Each year, the American Council for Education bestows its ACE/Fidelity Investments Award for Institutional Transformation on two U.S. colleges.
The nominations are split into institutions with student populations above 12,000 and institutions with student populations up to 12,000.
This year the winners are UC San Diego (above 12,000) and Michigan’s own Davenport University (up to 12,000).
The award was created to “recognize institutions that have responded to higher education challenges in innovative and creative ways and achieved dramatic changes in a relatively brief period.” While it has been given out annually since 2014 and is always an honor, the 2020/2021 school year posed severe challenges and was emotionally taxing on students and academic institutions.
“The most challenging effort for everyone was to support and protect the mental health of our community during the pandemic,” said Davenport President Dr. Richard Pappas. “We put a significant effort into making sure counseling and support resources were available for not only our students but our staff and faculty as well.
“These achievements wouldn’t be possible without the support of Davenport’s board of trustees and our incredibly talented faculty and staff who bring our mission, vision, and values to life,” Pappas added.
Debra Frey, head of Analytics and Marketing for Tax-Exempt Solutions, Fidelity Investments, acknowledged the additional burden the pandemic has created and praised the universities.
“UC San Diego and Davenport University found creative and productive ways to respond [to the pandemic] and lead their institutions forward,” she said.
Davenport is the first school from Michigan to receive the award.
“To receive the American Council on Education and Fidelity Investments Award for Institutional Transformation, which represents recognition by one of the most respected organizations in the country, is very humbling for our institution,” Pappas said.
Over a decade ago, Davenport began using the Baldrige Criteria for Performance Excellence for Education, a framework created by Congress in 1987 for businesses, then expanded to education in 1999.
The US National Institute of Standards and Technology defines it as “a non prescriptive framework that empowers your organization to reach its goals, improve results, and become more competitive.”
Since Davenport began using the criteria, their student graduation rates have risen 174%. Fall retention improved by 28%, and 2020 graduate satisfaction was 95%.
Last year the University became the first school to receive the Michigan Performance Excellence State Baldrige Award from the Michigan Performance Excellence (MIPEx).

**Data shown:**
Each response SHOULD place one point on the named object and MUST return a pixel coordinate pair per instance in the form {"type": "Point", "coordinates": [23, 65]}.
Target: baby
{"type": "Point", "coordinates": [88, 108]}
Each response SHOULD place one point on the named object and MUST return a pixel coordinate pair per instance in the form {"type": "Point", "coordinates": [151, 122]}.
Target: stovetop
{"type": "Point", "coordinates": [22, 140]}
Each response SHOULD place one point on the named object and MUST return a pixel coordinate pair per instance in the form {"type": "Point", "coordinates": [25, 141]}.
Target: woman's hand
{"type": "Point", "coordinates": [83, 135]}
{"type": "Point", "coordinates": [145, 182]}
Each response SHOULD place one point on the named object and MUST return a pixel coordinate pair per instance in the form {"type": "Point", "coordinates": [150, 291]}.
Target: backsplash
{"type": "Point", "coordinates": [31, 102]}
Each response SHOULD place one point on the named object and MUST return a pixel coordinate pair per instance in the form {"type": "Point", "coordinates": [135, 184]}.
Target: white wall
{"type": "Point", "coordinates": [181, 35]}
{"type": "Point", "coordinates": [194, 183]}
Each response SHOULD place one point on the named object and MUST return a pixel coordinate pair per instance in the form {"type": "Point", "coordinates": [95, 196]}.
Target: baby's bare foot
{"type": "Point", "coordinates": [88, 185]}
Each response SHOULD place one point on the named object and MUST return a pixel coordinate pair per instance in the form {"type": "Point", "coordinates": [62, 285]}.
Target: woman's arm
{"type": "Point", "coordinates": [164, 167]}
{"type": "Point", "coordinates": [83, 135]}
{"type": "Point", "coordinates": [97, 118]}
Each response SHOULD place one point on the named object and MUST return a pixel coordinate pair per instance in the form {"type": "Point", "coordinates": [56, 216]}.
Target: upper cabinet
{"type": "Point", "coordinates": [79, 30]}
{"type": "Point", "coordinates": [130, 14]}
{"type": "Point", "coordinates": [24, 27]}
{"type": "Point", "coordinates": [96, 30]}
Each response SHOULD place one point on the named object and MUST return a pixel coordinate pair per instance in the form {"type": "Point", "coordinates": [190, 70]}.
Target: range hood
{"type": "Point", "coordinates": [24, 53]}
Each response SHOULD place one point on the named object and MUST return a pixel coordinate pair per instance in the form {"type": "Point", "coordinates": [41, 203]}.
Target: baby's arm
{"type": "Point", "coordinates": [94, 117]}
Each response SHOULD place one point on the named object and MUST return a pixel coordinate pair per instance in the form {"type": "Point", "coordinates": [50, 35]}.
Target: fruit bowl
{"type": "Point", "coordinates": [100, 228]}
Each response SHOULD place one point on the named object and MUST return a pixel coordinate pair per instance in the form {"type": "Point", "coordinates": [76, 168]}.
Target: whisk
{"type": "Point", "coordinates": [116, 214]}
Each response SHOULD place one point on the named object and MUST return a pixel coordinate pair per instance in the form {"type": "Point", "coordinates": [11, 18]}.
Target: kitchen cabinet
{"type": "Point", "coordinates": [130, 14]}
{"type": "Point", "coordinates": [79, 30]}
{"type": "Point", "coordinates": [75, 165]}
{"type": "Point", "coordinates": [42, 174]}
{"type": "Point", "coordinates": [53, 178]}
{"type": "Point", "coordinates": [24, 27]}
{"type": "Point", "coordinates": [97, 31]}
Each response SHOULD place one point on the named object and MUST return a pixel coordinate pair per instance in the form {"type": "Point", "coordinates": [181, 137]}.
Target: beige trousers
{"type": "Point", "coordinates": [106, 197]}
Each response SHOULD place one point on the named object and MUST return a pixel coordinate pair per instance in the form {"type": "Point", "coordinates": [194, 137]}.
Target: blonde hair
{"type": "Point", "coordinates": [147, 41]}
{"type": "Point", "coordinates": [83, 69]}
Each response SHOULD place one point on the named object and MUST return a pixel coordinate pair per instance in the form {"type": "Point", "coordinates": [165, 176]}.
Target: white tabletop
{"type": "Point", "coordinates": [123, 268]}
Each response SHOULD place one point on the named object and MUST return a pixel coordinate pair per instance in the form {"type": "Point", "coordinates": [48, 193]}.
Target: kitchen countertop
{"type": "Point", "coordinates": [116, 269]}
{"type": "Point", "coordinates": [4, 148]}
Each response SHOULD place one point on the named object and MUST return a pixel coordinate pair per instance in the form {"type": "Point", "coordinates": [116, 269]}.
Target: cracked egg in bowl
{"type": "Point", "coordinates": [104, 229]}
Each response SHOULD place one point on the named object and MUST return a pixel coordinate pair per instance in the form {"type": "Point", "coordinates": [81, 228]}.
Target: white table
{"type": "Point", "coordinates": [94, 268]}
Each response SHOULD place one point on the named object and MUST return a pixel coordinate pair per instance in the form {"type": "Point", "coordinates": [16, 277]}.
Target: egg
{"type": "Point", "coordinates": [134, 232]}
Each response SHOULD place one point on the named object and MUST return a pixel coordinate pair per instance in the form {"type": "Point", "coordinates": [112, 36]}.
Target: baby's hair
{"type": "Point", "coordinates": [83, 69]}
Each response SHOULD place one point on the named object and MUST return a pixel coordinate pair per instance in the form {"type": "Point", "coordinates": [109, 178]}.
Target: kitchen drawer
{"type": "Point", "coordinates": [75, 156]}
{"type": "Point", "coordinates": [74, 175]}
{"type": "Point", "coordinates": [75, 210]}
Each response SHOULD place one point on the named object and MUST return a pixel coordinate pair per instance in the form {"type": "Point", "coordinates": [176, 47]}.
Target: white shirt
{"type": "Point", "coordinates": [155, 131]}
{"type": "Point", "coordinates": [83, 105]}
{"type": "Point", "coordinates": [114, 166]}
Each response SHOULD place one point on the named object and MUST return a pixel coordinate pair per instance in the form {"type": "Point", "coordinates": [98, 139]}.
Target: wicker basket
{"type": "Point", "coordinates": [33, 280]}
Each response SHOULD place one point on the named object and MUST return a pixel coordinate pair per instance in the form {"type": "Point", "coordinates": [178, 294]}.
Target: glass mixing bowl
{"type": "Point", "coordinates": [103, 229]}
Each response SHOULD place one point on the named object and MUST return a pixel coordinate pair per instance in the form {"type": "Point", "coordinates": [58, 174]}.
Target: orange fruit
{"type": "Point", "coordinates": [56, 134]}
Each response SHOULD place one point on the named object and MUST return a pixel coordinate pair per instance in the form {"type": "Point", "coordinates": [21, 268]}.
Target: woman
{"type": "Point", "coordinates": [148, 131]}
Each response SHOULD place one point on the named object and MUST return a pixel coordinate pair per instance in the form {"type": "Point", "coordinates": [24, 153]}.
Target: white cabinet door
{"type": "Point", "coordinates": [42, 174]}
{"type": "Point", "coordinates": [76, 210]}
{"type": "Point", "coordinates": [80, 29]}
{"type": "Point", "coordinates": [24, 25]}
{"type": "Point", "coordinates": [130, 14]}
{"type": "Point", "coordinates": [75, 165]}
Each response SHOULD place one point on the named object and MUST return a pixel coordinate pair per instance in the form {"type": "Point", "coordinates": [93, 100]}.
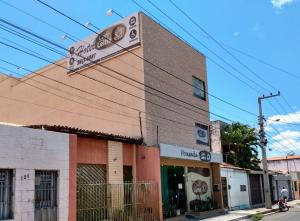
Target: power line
{"type": "Point", "coordinates": [263, 62]}
{"type": "Point", "coordinates": [151, 63]}
{"type": "Point", "coordinates": [54, 27]}
{"type": "Point", "coordinates": [206, 47]}
{"type": "Point", "coordinates": [15, 26]}
{"type": "Point", "coordinates": [114, 88]}
{"type": "Point", "coordinates": [178, 122]}
{"type": "Point", "coordinates": [218, 43]}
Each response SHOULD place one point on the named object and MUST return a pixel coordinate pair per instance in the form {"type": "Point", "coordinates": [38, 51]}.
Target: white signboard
{"type": "Point", "coordinates": [177, 152]}
{"type": "Point", "coordinates": [109, 42]}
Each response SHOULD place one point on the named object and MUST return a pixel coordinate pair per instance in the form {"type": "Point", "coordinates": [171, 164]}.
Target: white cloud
{"type": "Point", "coordinates": [255, 27]}
{"type": "Point", "coordinates": [289, 134]}
{"type": "Point", "coordinates": [236, 34]}
{"type": "Point", "coordinates": [280, 3]}
{"type": "Point", "coordinates": [286, 145]}
{"type": "Point", "coordinates": [284, 119]}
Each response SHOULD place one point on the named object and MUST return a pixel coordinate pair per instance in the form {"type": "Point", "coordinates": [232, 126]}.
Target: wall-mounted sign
{"type": "Point", "coordinates": [202, 135]}
{"type": "Point", "coordinates": [173, 151]}
{"type": "Point", "coordinates": [205, 155]}
{"type": "Point", "coordinates": [109, 42]}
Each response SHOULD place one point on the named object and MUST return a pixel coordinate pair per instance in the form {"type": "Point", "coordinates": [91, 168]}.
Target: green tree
{"type": "Point", "coordinates": [241, 144]}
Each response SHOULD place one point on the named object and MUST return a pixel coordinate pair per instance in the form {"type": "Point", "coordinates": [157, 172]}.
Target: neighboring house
{"type": "Point", "coordinates": [235, 181]}
{"type": "Point", "coordinates": [284, 164]}
{"type": "Point", "coordinates": [277, 182]}
{"type": "Point", "coordinates": [288, 165]}
{"type": "Point", "coordinates": [243, 188]}
{"type": "Point", "coordinates": [296, 184]}
{"type": "Point", "coordinates": [125, 95]}
{"type": "Point", "coordinates": [34, 174]}
{"type": "Point", "coordinates": [66, 174]}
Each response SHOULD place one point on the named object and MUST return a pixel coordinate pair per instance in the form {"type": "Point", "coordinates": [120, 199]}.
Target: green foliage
{"type": "Point", "coordinates": [242, 145]}
{"type": "Point", "coordinates": [258, 216]}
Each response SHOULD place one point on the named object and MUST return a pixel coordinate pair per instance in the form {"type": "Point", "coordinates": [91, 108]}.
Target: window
{"type": "Point", "coordinates": [6, 194]}
{"type": "Point", "coordinates": [202, 134]}
{"type": "Point", "coordinates": [199, 88]}
{"type": "Point", "coordinates": [243, 188]}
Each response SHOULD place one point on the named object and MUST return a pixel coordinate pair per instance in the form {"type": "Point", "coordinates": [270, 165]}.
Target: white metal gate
{"type": "Point", "coordinates": [45, 195]}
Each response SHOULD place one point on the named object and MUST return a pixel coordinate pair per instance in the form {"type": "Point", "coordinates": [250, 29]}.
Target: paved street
{"type": "Point", "coordinates": [292, 215]}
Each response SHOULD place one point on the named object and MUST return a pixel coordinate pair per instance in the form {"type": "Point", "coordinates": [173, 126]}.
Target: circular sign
{"type": "Point", "coordinates": [199, 187]}
{"type": "Point", "coordinates": [72, 50]}
{"type": "Point", "coordinates": [132, 20]}
{"type": "Point", "coordinates": [118, 33]}
{"type": "Point", "coordinates": [204, 155]}
{"type": "Point", "coordinates": [71, 61]}
{"type": "Point", "coordinates": [132, 34]}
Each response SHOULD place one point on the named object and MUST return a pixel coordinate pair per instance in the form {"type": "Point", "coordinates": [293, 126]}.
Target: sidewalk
{"type": "Point", "coordinates": [244, 214]}
{"type": "Point", "coordinates": [237, 214]}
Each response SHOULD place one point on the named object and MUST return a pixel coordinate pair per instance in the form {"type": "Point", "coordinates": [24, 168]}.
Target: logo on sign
{"type": "Point", "coordinates": [132, 21]}
{"type": "Point", "coordinates": [110, 36]}
{"type": "Point", "coordinates": [204, 156]}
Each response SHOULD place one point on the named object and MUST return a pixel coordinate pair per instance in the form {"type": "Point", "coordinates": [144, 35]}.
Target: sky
{"type": "Point", "coordinates": [263, 36]}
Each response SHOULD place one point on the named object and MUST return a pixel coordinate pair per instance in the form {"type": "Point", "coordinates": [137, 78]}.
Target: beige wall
{"type": "Point", "coordinates": [33, 106]}
{"type": "Point", "coordinates": [29, 105]}
{"type": "Point", "coordinates": [167, 51]}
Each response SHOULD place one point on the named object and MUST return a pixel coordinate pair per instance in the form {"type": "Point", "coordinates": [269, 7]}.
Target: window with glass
{"type": "Point", "coordinates": [199, 88]}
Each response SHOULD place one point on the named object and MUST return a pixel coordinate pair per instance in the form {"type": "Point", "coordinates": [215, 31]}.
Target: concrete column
{"type": "Point", "coordinates": [115, 174]}
{"type": "Point", "coordinates": [115, 162]}
{"type": "Point", "coordinates": [216, 175]}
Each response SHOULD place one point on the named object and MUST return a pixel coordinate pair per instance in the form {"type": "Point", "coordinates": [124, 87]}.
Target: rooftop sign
{"type": "Point", "coordinates": [107, 43]}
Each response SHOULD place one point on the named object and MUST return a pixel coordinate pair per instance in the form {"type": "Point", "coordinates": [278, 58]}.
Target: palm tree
{"type": "Point", "coordinates": [242, 142]}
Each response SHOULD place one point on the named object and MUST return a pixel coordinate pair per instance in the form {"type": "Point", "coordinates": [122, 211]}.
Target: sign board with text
{"type": "Point", "coordinates": [177, 152]}
{"type": "Point", "coordinates": [115, 39]}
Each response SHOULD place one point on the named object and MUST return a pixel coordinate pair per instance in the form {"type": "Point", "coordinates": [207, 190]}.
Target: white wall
{"type": "Point", "coordinates": [237, 199]}
{"type": "Point", "coordinates": [26, 150]}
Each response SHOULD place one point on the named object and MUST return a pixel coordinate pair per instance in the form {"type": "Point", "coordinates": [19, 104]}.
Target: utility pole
{"type": "Point", "coordinates": [263, 144]}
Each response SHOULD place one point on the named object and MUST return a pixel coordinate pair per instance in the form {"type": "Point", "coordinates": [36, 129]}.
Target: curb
{"type": "Point", "coordinates": [249, 216]}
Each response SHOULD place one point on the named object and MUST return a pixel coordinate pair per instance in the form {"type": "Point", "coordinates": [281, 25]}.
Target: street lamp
{"type": "Point", "coordinates": [109, 12]}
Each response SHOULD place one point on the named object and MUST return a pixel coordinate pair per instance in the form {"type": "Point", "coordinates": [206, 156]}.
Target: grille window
{"type": "Point", "coordinates": [199, 88]}
{"type": "Point", "coordinates": [6, 192]}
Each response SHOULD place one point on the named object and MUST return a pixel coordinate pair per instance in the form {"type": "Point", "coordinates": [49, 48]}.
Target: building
{"type": "Point", "coordinates": [138, 81]}
{"type": "Point", "coordinates": [284, 164]}
{"type": "Point", "coordinates": [289, 165]}
{"type": "Point", "coordinates": [236, 188]}
{"type": "Point", "coordinates": [63, 172]}
{"type": "Point", "coordinates": [33, 163]}
{"type": "Point", "coordinates": [296, 184]}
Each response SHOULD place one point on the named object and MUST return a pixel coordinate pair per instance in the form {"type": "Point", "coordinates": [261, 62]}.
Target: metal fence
{"type": "Point", "coordinates": [117, 202]}
{"type": "Point", "coordinates": [45, 195]}
{"type": "Point", "coordinates": [5, 194]}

**Work to complete:**
In the article on the Institutional Transformation Award, by what percentage have Davenport's graduation rates risen since the school began using the Baldrige Criteria? Use only the article above to answer; ignore the entries.

**Worked solution:**
174%